*Fragment źródłowy*.

Startuje Premier League. Produkt klasy premium

PAP/EPA / PAP/EPA/FACUNDO ARRIZABALAGA / Cheslea cieszy się z gola
PAP/EPA / PAP/EPA/FACUNDO ARRIZABALAGA / Cheslea cieszy się z gola

Jest najbogatsza, dla wielu po prostu najlepsza, a na pewno najbardziej wyrównana. Startuje 26. sezon angielskiej Premier League.

W tym artykule dowiesz się o:

Michał Czechowicz

- Mam nadzieję, że będziemy już na stałe mówili o topie 7, a nie topie 3 czy topie 4 - mówi komentator rozgrywek na antenach nc+ Rafał Nahorny. - Przykład mistrza z Leicester z kampanii 2015-16 podziałał pozytywnie na kolejne drużyny uważane za średniaków, które zachęcone przykładem sukcesu w grze o najwyższą pulę poszły tropem Lisów.

I dodaje: -  Inna sprawa to środki z nowego, rekordowego kontraktu na sprzedaż praw telewizyjnych. Dzięki temu emocje w walce o mistrzostwo Anglii i cztery pierwsze miejsca dające przepustki do Champions Leauge dotyczyły w poprzednim sezonie większej liczby zespołów, niż byliśmy do tego przyzwyczajeni. Wciąż to w Premier League najłatwiej się wykrwawić, walcząc o kwalifikację do Ligi Mistrzów. Nie chcę wydawać sądów, która liga w Europie jest najsilniejsza, ale angielska ekstraklasa przez to, że jest właśnie tak wyrównana, pozostaje najatrakcyjniejsza. Czy hiszpańska La Liga jest najlepsza dlatego, że Real Madryt obronił Puchar Mistrzów? To może być dowód. Od razu nasuwa mi się jednak pytanie: czy w 1986 roku najlepszą ligą była rumuńska, skoro Steaua Bukareszt wygrała najważniejsze klubowe trofeum w Europie?

ZOBACZ WIDEO Piotr Lisek o skokach na tyczkach Bubki: Zapamiętam ten dzień (WIDEO)

[b]

Moda na Anglię
[/b]
W temacie Premier League zawsze muszą pojawić się pieniądze. Reforma rozgrywek sprzed 25 lat pozostaje drogowskazem dla wszystkich lig na świecie (także w Hiszpanii, gdyby pominąć obozy Realu i FC Barcelona), jeśli chodzi o kierunek rozwoju. Filary sukcesu to wspólna strategia marketingowa, wprowadzenie najbardziej sprawiedliwego podziału wpływów ze środków telewizyjnych oraz praca nad ciągłym ulepszaniem globalnego produktu klasy premium. Szacuje się, że zasięg rozgrywek to ponad 645 milionów gospodarstw domowych na świecie w 212 krajach i potencjalna widownia na poziomie 4,7 miliarda ludzi.

Sezon 2017-18 będzie drugim, w którym obowiązuje najwyższy kontrakt telewizyjny w historii piłki nożnej. Warta tylko na Wyspach ponad 5 miliardów funtów w trzyletnim cyklu umowa oznacza wzrost o 500 milionów rocznie w porównaniu do poprzedniego porozumienia. Ligowa średnia dla klubu PL od nadawców za poprzedni sezon wyniosła aż 119,9 miliona funtów (prawie 50-procentowy wzrost z 81,94 miliona). Największy kawałek tortu zgarnął mistrz z Chelsea (150 811 183 funtów), najmniejszy Sunderland AFC (93 471 118).

*Polecenie a*.
Wybierz i przepisz z rekordów każdy wiersz zawierający ciąg „stem”. Wielkość liter ma znaczenie.

*Zbiór danych*.
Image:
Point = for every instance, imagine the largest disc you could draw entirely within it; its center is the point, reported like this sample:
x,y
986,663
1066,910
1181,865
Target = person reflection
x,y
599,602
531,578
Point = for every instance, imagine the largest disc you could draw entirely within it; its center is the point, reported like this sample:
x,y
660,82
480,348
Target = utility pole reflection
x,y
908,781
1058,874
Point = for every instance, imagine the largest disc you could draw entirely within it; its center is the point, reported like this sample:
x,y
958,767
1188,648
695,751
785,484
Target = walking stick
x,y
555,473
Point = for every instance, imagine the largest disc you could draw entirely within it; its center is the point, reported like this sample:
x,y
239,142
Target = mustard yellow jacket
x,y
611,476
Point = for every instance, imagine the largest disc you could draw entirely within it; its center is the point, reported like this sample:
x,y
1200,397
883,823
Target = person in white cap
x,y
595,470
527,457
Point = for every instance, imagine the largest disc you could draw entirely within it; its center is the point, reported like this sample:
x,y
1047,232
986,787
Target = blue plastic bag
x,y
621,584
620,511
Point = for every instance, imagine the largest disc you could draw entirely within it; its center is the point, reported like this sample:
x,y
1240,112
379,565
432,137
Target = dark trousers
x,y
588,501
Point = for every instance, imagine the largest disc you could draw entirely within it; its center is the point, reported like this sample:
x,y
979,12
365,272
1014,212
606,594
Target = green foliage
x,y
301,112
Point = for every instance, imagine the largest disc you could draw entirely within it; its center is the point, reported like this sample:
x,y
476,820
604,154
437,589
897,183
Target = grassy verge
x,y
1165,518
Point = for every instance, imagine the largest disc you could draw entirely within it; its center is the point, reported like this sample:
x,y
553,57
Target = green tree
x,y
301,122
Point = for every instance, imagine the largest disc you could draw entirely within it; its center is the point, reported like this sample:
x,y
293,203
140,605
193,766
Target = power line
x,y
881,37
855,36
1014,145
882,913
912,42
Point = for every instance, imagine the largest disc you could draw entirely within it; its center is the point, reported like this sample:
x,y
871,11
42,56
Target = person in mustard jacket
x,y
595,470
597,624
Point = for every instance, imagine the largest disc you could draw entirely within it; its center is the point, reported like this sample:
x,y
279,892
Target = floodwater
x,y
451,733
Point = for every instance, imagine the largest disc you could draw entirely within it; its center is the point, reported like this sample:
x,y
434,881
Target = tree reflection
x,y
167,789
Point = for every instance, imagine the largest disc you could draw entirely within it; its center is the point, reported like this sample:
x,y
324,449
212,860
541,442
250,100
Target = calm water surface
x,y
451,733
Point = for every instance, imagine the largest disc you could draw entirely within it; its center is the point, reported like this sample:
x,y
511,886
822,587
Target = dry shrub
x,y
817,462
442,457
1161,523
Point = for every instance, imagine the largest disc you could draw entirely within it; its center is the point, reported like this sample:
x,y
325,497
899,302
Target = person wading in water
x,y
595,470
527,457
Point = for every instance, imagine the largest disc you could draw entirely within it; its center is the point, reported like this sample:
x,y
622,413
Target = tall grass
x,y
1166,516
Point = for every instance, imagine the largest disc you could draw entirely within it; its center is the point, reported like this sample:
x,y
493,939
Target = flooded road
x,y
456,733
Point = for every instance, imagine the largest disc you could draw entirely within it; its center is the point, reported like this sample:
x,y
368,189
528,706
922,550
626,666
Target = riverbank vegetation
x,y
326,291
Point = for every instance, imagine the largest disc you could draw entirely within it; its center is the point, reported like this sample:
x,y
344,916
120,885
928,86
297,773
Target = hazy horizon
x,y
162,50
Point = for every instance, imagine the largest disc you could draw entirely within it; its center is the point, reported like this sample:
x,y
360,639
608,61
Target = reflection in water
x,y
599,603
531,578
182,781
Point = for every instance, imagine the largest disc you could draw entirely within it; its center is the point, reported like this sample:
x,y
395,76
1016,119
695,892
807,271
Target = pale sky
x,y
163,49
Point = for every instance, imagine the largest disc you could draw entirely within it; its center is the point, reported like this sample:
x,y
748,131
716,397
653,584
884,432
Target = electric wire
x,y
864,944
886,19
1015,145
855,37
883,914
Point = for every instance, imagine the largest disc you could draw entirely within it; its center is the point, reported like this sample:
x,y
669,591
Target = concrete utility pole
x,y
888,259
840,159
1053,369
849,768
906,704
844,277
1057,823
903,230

* * *

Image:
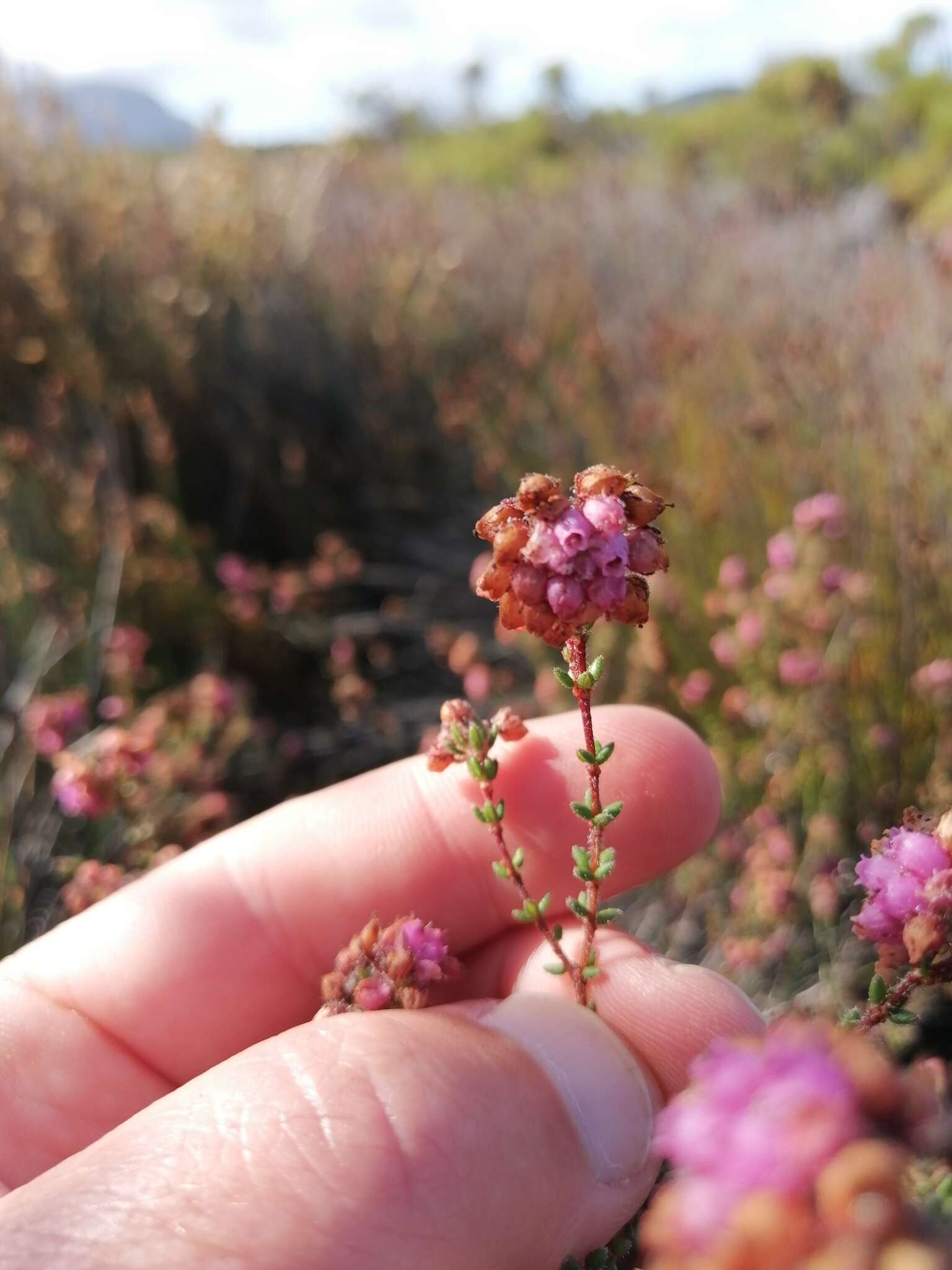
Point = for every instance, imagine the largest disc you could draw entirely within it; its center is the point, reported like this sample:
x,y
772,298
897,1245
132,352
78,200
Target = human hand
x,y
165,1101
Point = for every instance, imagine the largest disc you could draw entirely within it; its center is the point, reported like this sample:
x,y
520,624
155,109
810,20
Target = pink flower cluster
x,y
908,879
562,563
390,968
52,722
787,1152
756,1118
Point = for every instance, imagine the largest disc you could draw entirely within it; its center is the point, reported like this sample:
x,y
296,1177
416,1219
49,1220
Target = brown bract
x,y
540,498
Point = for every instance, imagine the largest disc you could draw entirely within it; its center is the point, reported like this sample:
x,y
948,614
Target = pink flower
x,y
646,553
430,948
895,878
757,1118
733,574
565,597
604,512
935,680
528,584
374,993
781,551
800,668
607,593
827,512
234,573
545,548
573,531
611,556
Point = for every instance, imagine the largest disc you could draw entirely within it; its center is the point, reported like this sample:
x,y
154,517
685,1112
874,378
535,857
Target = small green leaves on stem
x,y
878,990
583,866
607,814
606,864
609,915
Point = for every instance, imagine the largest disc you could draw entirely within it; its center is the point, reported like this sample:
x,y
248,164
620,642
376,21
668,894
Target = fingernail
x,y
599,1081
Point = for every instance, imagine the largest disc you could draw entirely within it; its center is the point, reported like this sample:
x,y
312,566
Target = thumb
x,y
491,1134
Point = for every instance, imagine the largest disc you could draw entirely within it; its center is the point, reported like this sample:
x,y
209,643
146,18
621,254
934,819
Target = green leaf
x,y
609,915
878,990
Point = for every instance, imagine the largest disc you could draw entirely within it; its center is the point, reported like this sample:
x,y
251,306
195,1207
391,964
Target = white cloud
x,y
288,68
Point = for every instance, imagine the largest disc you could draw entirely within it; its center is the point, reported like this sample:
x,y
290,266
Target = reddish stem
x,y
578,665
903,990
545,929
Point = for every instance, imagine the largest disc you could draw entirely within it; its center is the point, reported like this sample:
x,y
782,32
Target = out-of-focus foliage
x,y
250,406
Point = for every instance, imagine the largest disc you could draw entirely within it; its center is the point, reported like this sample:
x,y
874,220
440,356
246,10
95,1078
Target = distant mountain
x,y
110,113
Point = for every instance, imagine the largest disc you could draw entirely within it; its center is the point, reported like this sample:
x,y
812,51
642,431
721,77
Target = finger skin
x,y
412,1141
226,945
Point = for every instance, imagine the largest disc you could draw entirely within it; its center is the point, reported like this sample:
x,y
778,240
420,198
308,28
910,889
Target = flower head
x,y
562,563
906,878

*Polecenie b*.
Kontynuuj tekst o starcie nowego sezonu Premier League, zaczynając zaraz po jego ostatnim zdaniu.

*Wynik ćwiczenia a*.
Target = small green leaves on stem
Target = reddish stem

*Wynik ćwiczenia b*.
A jeszcze ćwierć wieku temu brytyjscy nadawcy wydawali na prawa 8 milionów za sezon. Dziś szacuje się, że Manchester United wynegocjuje o 2 miliony wyższą opłatę za miejsce dla sponsora na rękawku koszulek. Wyeksponowanie nowego placu było jedną z najbardziej dyskutowanych zmian przed sezonem. Władze ligi myślą, co może się stać, jeśli telewizyjna bańka pęknie - z niedalekiej przeszłości wystarczy przypomnieć przykład upadku medialnego giganta Leo Kircha i problemy, które dotknęły przez to niemiecką Bundesligę oraz Formułę 1 - próbując uniezależnić się od wodospadu pieniędzy spadającego od TV.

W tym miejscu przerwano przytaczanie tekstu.